**Goal:** Print the line that contains "the white bowl" and every line after it through the last line of the records below, exactly as written and nothing else.

**Exercise materials:**

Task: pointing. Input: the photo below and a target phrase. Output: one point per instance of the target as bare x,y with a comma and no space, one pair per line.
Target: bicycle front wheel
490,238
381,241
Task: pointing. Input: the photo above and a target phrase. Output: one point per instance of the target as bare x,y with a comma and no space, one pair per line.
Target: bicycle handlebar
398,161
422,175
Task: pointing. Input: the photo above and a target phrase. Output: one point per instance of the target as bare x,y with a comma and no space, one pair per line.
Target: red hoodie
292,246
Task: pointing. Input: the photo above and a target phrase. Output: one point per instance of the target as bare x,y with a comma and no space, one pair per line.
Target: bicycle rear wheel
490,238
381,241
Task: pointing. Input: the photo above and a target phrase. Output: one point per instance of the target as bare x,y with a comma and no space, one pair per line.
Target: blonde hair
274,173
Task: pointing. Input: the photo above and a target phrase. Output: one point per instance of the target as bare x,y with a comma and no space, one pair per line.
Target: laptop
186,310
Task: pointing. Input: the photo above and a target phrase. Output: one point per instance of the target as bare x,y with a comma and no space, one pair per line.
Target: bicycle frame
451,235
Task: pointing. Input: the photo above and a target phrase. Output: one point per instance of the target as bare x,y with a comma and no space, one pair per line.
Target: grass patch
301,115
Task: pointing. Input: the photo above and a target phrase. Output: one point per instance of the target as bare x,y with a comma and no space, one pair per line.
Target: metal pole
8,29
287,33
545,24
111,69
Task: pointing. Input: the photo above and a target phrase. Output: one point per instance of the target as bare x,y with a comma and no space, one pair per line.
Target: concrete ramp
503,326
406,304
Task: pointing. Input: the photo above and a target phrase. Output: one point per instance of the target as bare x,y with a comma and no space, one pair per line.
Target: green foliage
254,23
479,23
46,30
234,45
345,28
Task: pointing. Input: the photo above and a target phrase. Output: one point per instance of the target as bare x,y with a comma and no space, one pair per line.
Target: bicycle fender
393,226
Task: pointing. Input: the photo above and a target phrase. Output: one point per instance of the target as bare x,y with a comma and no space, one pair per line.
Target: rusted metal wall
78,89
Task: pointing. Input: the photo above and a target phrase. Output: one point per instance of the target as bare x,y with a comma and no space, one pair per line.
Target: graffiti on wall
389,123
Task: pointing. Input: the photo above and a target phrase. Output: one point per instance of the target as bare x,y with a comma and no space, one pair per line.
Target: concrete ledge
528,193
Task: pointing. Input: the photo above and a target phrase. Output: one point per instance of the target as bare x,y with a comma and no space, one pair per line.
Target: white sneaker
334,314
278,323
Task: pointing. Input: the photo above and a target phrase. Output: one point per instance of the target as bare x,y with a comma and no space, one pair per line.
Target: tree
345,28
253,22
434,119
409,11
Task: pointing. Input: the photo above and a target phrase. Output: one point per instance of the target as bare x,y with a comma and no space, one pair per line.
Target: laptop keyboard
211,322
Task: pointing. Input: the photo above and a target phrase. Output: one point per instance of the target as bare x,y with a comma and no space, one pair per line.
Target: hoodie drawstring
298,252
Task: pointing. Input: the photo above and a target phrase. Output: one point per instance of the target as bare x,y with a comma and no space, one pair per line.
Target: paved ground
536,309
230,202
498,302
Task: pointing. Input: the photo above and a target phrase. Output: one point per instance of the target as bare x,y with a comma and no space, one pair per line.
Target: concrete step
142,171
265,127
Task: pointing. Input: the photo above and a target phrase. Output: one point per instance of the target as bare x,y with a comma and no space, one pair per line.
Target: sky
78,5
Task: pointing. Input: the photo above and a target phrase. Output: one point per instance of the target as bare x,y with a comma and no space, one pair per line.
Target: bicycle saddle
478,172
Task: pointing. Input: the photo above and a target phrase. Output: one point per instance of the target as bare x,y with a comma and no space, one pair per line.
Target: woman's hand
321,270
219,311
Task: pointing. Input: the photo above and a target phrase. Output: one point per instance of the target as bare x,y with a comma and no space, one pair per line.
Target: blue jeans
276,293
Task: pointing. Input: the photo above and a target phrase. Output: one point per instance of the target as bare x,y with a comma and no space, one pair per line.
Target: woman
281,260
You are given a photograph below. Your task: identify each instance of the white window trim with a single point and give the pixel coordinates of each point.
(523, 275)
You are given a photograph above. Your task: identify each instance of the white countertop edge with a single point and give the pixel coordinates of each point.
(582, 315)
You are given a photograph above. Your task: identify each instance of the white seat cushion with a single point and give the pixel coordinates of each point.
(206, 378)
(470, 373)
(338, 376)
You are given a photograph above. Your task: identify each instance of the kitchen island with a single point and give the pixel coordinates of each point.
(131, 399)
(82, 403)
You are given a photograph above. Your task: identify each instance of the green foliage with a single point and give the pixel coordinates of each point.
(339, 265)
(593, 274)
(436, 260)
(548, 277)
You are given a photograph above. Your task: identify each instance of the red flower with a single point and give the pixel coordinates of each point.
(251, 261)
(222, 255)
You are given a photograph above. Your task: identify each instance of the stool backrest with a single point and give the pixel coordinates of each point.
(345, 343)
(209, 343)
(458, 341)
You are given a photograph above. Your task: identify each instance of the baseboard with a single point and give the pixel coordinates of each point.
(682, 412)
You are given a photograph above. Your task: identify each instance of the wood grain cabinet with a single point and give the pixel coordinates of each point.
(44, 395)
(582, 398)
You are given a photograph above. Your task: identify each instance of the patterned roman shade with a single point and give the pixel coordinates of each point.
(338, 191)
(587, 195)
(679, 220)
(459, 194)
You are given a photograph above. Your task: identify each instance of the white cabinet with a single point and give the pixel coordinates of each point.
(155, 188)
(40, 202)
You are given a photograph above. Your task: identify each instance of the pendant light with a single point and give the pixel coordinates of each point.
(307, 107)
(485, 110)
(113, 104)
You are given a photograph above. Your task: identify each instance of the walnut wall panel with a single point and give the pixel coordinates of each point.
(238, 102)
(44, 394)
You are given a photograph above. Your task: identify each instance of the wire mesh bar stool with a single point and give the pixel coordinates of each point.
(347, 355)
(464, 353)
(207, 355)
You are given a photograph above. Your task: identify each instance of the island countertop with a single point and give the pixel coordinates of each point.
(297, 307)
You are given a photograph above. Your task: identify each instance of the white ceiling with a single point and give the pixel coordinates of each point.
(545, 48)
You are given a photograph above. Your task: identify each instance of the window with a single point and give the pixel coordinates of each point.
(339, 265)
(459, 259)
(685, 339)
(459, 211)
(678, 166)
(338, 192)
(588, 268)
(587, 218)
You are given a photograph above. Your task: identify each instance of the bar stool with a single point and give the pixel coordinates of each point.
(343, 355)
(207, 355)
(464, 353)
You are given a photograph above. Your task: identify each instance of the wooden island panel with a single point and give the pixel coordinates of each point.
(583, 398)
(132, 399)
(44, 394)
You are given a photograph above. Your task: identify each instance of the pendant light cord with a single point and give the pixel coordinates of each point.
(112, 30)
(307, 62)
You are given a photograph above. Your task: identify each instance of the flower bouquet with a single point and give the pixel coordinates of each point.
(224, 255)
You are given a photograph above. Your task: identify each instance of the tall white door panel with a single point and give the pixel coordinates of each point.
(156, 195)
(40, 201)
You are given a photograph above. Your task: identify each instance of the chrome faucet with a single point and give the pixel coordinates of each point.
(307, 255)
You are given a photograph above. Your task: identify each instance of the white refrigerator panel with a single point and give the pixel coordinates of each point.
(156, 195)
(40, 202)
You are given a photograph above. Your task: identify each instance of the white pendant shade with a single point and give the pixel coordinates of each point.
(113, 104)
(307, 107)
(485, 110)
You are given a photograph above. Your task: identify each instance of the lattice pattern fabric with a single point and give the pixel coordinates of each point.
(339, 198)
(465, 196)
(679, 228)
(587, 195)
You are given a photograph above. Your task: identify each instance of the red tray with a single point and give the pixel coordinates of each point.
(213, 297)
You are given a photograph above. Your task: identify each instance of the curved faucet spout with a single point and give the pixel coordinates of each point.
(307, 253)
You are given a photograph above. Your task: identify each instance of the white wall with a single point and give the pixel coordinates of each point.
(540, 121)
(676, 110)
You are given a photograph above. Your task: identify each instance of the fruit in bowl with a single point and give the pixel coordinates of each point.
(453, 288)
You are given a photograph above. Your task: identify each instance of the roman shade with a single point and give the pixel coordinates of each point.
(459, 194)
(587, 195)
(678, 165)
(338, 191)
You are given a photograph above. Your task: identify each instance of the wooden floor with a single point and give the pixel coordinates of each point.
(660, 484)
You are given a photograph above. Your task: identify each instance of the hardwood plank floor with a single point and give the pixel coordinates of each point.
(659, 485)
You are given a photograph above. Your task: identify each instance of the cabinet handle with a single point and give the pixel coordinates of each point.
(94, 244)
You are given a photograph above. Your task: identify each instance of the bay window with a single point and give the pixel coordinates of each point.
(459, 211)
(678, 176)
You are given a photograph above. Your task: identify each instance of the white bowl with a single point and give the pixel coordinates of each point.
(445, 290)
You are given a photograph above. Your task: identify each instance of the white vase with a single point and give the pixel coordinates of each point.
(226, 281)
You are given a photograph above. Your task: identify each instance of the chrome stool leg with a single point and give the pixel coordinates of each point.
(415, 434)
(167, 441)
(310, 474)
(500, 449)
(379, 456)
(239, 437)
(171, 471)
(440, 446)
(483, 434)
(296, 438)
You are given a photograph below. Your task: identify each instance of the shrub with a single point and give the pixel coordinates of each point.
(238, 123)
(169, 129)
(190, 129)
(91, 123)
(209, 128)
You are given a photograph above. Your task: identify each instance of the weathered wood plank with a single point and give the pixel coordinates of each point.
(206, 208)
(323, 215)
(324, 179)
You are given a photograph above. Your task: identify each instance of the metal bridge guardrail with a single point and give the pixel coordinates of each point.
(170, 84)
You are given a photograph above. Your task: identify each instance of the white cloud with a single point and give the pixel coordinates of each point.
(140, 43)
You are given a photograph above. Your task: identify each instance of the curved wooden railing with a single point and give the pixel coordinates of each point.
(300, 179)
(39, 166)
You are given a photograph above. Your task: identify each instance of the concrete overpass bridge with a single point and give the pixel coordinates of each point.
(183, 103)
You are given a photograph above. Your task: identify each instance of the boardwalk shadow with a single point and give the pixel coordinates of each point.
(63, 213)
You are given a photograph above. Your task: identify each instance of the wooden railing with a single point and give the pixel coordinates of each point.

**Task solution:**
You are given a photograph above. Your task: identify each instance of the white bowl with a single point and give the pixel coordinates of each point.
(445, 290)
You are given a photograph above. Your task: identify each instance of the white vase with a single point and give the pixel coordinates of each point.
(226, 281)
You are given a photograph above. Your task: identify each instance of the chrome stool leg with a single point and give the pixel coordinates of each point.
(415, 434)
(167, 441)
(310, 474)
(500, 449)
(379, 456)
(239, 437)
(171, 471)
(440, 446)
(483, 434)
(296, 438)
You are given a photograph below. Your task: identify each instance of the shrub with a single point and give the pixel coordinates of each point.
(238, 123)
(169, 129)
(190, 129)
(91, 123)
(209, 128)
You are given a photograph above. Your task: identify each instance of the weathered wood plank with a single point and give the pixel coordinates of each point.
(206, 208)
(323, 215)
(324, 179)
You are given a photograph above. Your task: identify each instance of the metal bridge guardrail with a single point and give the pixel coordinates of each point.
(170, 84)
You are given a photograph above. Your task: identify each instance of the white cloud with a single point and give the pixel coordinates of each point.
(140, 43)
You are given a photograph above. Your task: identify each instance of the curved wooden railing with a single point and give the pixel coordinates of each point.
(300, 179)
(39, 166)
You are given a photograph above. Your task: identify each instance of the concrete overpass bridge with a single point and give the pixel coordinates of each point.
(183, 103)
You are given a photograph above. Your task: identify each instance of the boardwalk shadow with a single point and give the pixel coordinates of each point.
(63, 213)
You are given a photograph above. Your task: identify each instance of the wooden railing with a single point and give the pixel coordinates of each point.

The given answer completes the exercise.